>>>

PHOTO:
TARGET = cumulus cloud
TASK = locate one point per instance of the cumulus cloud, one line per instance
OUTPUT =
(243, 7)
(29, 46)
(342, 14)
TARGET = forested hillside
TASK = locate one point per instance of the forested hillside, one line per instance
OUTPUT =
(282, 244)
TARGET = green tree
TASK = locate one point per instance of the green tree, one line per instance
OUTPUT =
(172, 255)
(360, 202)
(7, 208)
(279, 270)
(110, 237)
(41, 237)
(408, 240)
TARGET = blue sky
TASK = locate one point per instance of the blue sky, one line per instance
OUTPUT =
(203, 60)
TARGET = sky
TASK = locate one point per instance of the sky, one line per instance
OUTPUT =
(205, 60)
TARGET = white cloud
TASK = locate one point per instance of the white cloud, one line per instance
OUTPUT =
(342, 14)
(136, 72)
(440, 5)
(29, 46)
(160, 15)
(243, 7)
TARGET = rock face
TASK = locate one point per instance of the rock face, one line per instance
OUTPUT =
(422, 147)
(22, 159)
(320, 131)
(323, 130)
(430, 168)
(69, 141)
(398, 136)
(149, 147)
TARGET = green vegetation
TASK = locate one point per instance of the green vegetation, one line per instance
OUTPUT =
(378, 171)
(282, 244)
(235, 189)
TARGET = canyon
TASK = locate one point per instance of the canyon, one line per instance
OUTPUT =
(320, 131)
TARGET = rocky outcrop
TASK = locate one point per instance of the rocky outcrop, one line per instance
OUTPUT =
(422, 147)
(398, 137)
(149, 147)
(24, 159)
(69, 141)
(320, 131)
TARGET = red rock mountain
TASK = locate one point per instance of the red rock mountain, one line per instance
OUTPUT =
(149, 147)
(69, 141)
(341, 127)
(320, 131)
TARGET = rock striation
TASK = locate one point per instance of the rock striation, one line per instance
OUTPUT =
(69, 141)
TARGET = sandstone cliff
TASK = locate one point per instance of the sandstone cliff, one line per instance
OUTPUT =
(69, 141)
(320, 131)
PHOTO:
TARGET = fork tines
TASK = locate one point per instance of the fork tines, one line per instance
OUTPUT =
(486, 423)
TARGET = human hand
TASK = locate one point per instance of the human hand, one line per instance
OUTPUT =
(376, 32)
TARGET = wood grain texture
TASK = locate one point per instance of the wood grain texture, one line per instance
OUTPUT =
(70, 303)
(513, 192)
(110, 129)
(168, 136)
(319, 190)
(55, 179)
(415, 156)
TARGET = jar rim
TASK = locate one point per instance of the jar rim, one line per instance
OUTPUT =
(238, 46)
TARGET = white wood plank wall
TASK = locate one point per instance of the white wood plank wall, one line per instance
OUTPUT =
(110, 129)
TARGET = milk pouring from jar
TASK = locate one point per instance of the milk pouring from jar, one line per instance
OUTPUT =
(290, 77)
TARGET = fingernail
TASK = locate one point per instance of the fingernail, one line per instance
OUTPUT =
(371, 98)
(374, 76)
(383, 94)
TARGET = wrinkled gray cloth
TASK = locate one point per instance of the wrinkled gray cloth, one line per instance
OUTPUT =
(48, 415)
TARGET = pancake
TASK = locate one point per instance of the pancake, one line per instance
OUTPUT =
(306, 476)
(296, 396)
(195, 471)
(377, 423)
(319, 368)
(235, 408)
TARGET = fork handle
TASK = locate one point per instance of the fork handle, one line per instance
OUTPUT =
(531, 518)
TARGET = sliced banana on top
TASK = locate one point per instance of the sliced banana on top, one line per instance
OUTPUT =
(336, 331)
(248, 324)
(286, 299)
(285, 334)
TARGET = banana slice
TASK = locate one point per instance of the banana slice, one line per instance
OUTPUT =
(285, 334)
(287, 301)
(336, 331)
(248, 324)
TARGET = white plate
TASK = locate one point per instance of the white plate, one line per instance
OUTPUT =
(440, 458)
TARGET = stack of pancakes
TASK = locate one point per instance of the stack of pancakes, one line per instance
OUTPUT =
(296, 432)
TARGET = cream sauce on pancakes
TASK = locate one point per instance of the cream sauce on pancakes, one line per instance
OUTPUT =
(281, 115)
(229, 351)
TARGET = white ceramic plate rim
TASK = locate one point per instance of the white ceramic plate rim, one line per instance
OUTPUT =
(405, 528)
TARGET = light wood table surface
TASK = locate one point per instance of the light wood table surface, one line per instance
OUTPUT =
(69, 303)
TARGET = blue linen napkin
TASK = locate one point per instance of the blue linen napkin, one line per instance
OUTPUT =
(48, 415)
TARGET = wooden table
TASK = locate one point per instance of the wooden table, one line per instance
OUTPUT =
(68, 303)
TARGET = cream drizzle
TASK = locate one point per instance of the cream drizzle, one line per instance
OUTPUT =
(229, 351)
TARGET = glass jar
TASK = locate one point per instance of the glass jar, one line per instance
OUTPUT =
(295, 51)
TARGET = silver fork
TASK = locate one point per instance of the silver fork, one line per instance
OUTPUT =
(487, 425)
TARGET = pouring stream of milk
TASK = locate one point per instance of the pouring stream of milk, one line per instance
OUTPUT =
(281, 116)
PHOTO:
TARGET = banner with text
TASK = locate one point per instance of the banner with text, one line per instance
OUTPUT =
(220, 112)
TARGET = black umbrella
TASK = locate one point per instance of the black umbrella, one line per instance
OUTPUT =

<<<

● **PROBLEM TO WORK ON**: Repeat the material above exactly and in full.

● **COMPLETED TASK**:
PHOTO:
TARGET = cumulus cloud
TASK = locate one point per instance of the cumulus cloud, one line per instance
OUTPUT =
(243, 7)
(29, 46)
(342, 14)
TARGET = forested hillside
TASK = locate one point per instance of the forested hillside, one line per instance
OUTPUT =
(282, 244)
TARGET = green tree
TASK = locate one point per instance of the green tree, one line per instance
OUTPUT =
(172, 255)
(360, 202)
(7, 208)
(279, 270)
(110, 237)
(41, 237)
(408, 240)
TARGET = blue sky
TASK = locate one point per instance of the blue sky, one line per instance
OUTPUT =
(203, 60)
TARGET = sky
TASK = locate one point per instance of the sky, one line per instance
OUTPUT =
(205, 60)
TARGET = white cloud
TASK = locate one point per instance of the white cloud, one line per instance
OUTPUT =
(342, 14)
(136, 72)
(440, 5)
(29, 46)
(160, 15)
(243, 7)
TARGET = rock face
TASK = locate one point per instance of the rock face, one line per instance
OUTPUT =
(422, 147)
(22, 159)
(320, 131)
(323, 130)
(430, 168)
(69, 141)
(398, 136)
(149, 147)
TARGET = green vegetation
TASK = locate one point per instance of the green vegetation, one line per instance
OUTPUT =
(378, 171)
(282, 244)
(235, 189)
TARGET = canyon
TASK = locate one point per instance of the canyon, one line per instance
OUTPUT =
(320, 131)
TARGET = rocky outcrop
TASK = locate one point per instance of the rocky outcrop, one line per instance
OUTPUT =
(422, 147)
(398, 137)
(149, 147)
(24, 159)
(69, 141)
(320, 131)
TARGET = red rock mountain
TASK = locate one point per instance of the red rock mountain, one line per instance
OUTPUT =
(149, 147)
(69, 141)
(341, 127)
(320, 131)
TARGET = rock striation
TASK = locate one point per instance of the rock striation, one line per instance
OUTPUT =
(69, 141)
TARGET = sandstone cliff
TASK = locate one point per instance of the sandstone cliff, one line per instance
OUTPUT =
(69, 141)
(320, 131)
PHOTO:
TARGET = fork tines
TASK = locate one point per instance of the fork tines, one line per instance
OUTPUT =
(486, 423)
TARGET = human hand
TASK = locate one point per instance of the human hand, one line per instance
OUTPUT =
(376, 32)
TARGET = wood grain texture
TASK = locate one point per instance of the wood grain texture, one line per instance
OUTPUT =
(70, 303)
(513, 192)
(110, 129)
(168, 136)
(319, 190)
(55, 179)
(415, 156)
TARGET = jar rim
TASK = locate one point per instance of the jar rim, one line per instance
OUTPUT =
(238, 46)
TARGET = white wood plank wall
TASK = locate one point per instance of the white wood plank wall, one line per instance
OUTPUT =
(110, 129)
TARGET = milk pouring from jar
TASK = locate one point per instance of the milk pouring from jar, one line per instance
OUTPUT =
(290, 77)
TARGET = fingernail
TASK = locate one point per instance of the fingernail, one line per instance
OUTPUT =
(371, 98)
(374, 76)
(383, 94)
TARGET = wrinkled gray cloth
TASK = locate one point per instance of the wrinkled gray cloth, one line per instance
OUTPUT =
(48, 415)
TARGET = pancake
TASK = locate one point per instance of the pancake, one line per instance
OUTPUT =
(306, 476)
(296, 396)
(195, 471)
(377, 423)
(319, 368)
(235, 408)
TARGET = fork handle
TASK = locate one point per instance of the fork handle, one line per instance
OUTPUT =
(531, 518)
TARGET = sliced banana on top
TASK = locate one point per instance of the sliced banana on top, one line per instance
OUTPUT =
(336, 331)
(248, 324)
(286, 299)
(285, 334)
TARGET = banana slice
TASK = locate one point per instance of the banana slice, one line per instance
OUTPUT =
(285, 334)
(287, 301)
(336, 331)
(248, 324)
TARGET = white plate
TASK = locate one point per instance of the white plate, one line per instance
OUTPUT =
(440, 458)
TARGET = stack of pancakes
TASK = locate one point per instance of the stack of pancakes, one line per instance
OUTPUT =
(296, 432)
TARGET = cream sauce on pancakes
TASK = locate one point per instance of the cream sauce on pancakes, one line per instance
OUTPUT =
(281, 115)
(229, 351)
TARGET = white ceramic plate rim
TASK = locate one point per instance of the white ceramic plate rim, one line per instance
OUTPUT =
(405, 528)
TARGET = light wood table surface
TASK = locate one point per instance of the light wood table surface, one line per instance
OUTPUT =
(69, 303)
TARGET = blue linen napkin
TASK = locate one point per instance of the blue linen napkin, one line per instance
OUTPUT =
(48, 415)
TARGET = wooden table
TASK = locate one point per instance of the wooden table, one line per instance
OUTPUT =
(68, 303)
TARGET = cream drizzle
TASK = locate one point per instance of the cream drizzle, one line per instance
OUTPUT =
(229, 351)
TARGET = glass jar
TASK = locate one point per instance of the glass jar, one line per instance
OUTPUT =
(295, 51)
TARGET = silver fork
TASK = locate one point per instance of the silver fork, one line per instance
OUTPUT =
(487, 425)
TARGET = pouring stream of milk
TASK = locate one point per instance of the pouring stream of milk, one line per instance
OUTPUT =
(281, 116)
PHOTO:
TARGET = banner with text
TASK = locate one point per instance of the banner with text, one line per instance
OUTPUT =
(220, 112)
TARGET = black umbrella
TASK = locate one point per instance of the black umbrella, one line per instance
OUTPUT =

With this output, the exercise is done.